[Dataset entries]
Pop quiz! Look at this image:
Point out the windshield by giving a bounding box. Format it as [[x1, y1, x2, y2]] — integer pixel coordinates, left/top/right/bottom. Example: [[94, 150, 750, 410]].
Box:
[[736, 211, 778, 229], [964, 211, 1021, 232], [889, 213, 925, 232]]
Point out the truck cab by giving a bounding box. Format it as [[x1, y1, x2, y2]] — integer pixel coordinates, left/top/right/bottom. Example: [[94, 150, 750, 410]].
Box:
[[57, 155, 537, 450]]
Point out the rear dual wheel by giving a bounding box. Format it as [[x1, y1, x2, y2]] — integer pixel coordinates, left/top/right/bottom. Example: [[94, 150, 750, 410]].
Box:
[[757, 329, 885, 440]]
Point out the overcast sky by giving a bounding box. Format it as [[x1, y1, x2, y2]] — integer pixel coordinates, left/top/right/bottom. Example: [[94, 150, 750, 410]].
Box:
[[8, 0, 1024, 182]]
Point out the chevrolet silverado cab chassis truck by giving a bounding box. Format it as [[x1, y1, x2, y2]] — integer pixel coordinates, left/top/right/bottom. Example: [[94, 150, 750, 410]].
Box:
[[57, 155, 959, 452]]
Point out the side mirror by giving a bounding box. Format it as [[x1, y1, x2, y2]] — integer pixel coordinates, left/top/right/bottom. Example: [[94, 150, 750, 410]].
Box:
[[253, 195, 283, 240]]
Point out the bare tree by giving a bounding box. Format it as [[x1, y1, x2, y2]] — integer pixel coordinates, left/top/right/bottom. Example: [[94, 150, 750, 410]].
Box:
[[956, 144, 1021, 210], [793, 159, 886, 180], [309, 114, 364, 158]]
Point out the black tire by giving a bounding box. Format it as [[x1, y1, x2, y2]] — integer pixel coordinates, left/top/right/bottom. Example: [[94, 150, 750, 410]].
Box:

# Description of the task
Please arrange the lines from the one containing "Point out the rear" through the one containing "[[57, 155, 959, 452]]" as a Markdown table with the columns Number and Line, skipping any blank lines.

# Task response
| Number | Line |
|---|---|
| 1 | Point out the rear dual wheel by giving a bounding box. Format it as [[x1, y1, x2, y2]] — integer pixel coordinates, left/top/right/bottom. Example: [[94, 150, 750, 410]]. |
| 2 | Box: |
| 3 | [[757, 329, 885, 440]] |
| 4 | Point out the overcast sky by giving a bounding box. Format it as [[x1, y1, x2, y2]] — integer pixel coordinates, left/top/right/bottom. Example: [[94, 150, 750, 410]]. |
| 5 | Box: |
| 6 | [[8, 0, 1024, 182]] |
| 7 | Point out the chevrolet silverado cab chassis truck by giving a bounding box. Format it as [[x1, y1, x2, y2]] — integer pixel coordinates, left/top/right/bottom. Example: [[94, 150, 750, 410]]. |
| 8 | Box: |
| 9 | [[57, 155, 959, 452]] |